◆ Estratto del documento:
──────────
Sembra che nostro Signore agisca nello stesso modo verso San Pietro. Egli accettò la sua offerta di servizio, tuttavia lo avvertì di quanto poco lo stesso offerente ne capisse. L’Apostolo zelante voleva seguire subito il suo Signore, ma Questi rispose: « Dove io vado per ora tu non puoi seguirmi; mi seguirai più tardi »[3]. In altra occasione il Signore esigette la promessa che Gli era già stata fatta; disse: « Tu seguimi »[4]. E allo stesso tempo gli spiegò: « In verità, in verità ti dico: quando eri più giovane ti cingevi la veste da solo, e andavi dove volevi; ma quando sarai vecchio tenderai le tue mani, e un altro ti cingerà la veste e ti porterà dove tu non vuoi »[5].
Queste furono le imprese compiute nella fede e nell’incertezza dagli Apostoli. Il nostro Salvatore, in un passo del Vangelo di San Luca, vincola tutti noi alla necessità di fare con libera determinazione come loro. « Chi di voi, volendo costruire una torre, non si siede prima a calcolarne la spesa, se ha i mezzi per portarla a compimento? Per evitare che, se getta le fondamenta e non può finire il lavoro, tutti coloro che vedono comincino a deriderlo, dicendo: Costui ha iniziato a costruire, ma non è stato capace di finire il lavoro »[6]. E poi subito soggiunge: « Così chiunque di voi non rinunzia a tutti i suoi averi, non può essere mio discepolo »[7]. In tal modo Egli ci avvisava del sacrificio completo che dobbiamo fare noi. Noi rinunciamo a tutto per Lui, ed Egli ha il diritto di chiederci questo o quello, oppure di concederci qualche po’ di esso per un certo tempo, secondo il Suo buon volere. D’altro lato, il caso del giovane ricco, che si allontanò da Lui con gran tristezza, quando nostro Signore gli ordinò di rinunciare a tutto il suo se voleva seguirLo, è un esempio di un individuo che non aveva la fede sulla Sua parola per mettersi nell’impresa avventurosa di questo mondo per amore di quello che ha da venire.
Se, dunque, la fede ha da essere l’essenza di una vita Cristiana, e se essa ha da essere quella che ho descritto or ora, ne consegue che il nostro dovere consiste nel rischiare sulla parola di Cristo tutto quello che possediamo per quello che non possediamo, e nel farlo in maniera nobile e generosa, non, per vero, con leggerezza e in modo precipitoso, ma senza prenderci molta cura di quello che stiamo facendo, senza conoscere, né quello a cui rinunciamo, e neppure quello che andremo a guadagnarci. Incerti di quello che sarà la nostra ricompensa, incerti sull’entità del nostro sacrificio, per ogni rispetto appoggiandoci a Lui per servirLo, avendo fiducia in Lui che manterrà la Sua promessa, affidandoci a Lui che ci metta in grado di adempiere tutti i nostri propri voti, e così, rispetto ad ogni cosa, procedere senza troppa preoccupazione o ansietà per quanto riguarda il nostro futuro.
──────────
◆ Insieme di righe:
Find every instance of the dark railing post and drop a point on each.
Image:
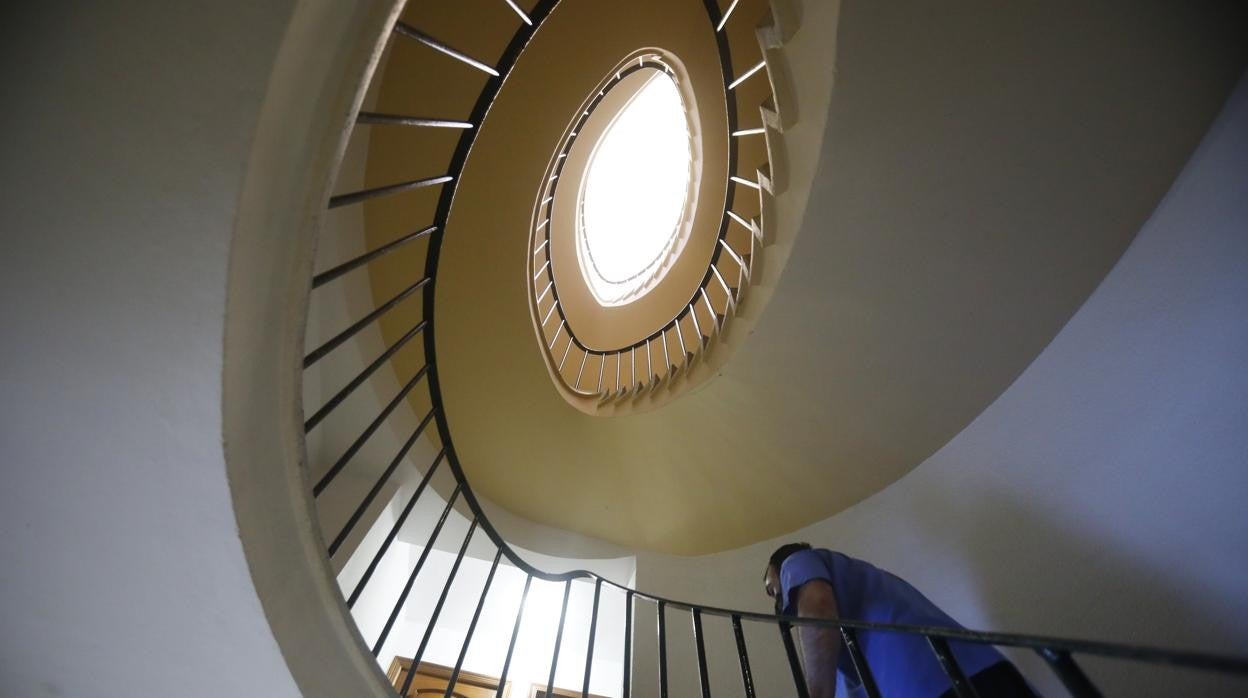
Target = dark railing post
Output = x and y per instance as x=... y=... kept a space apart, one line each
──────────
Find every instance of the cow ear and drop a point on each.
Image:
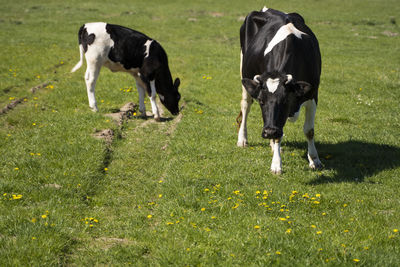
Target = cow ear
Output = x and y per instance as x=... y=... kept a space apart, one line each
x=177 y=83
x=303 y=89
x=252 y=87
──────────
◆ Lavoro richiesto:
**1.** Ricopia fedelmente il passo dell'estratto sulla fede da "Se, dunque, la" fino a "il nostro futuro." incluso.
**2.** Secondo l'estratto sulla fede, in che modo si allontanò il giovane ricco quando nostro Signore gli ordinò di rinunciare a tutto il suo?
**3.** Elenca tutti i numeri di nota racchiusi tra parentesi quadre che compaiono nell'estratto sulla fede.

◆ Risposte qui sotto:
**1.**
Se, dunque, la fede ha da essere l’essenza di una vita Cristiana, e se essa ha da essere quella che ho descritto or ora, ne consegue che il nostro dovere consiste nel rischiare sulla parola di Cristo tutto quello che possediamo per quello che non possediamo, e nel farlo in maniera nobile e generosa, non, per vero, con leggerezza e in modo precipitoso, ma senza prenderci molta cura di quello che stiamo facendo, senza conoscere, né quello a cui rinunciamo, e neppure quello che andremo a guadagnarci. Incerti di quello che sarà la nostra ricompensa, incerti sull’entità del nostro sacrificio, per ogni rispetto appoggiandoci a Lui per servirLo, avendo fiducia in Lui che manterrà la Sua promessa, affidandoci a Lui che ci metta in grado di adempiere tutti i nostri propri voti, e così, rispetto ad ogni cosa, procedere senza troppa preoccupazione o ansietà per quanto riguarda il nostro futuro.

**2.** Si allontanò con gran tristezza.

**3.** 3, 4, 5, 6, 7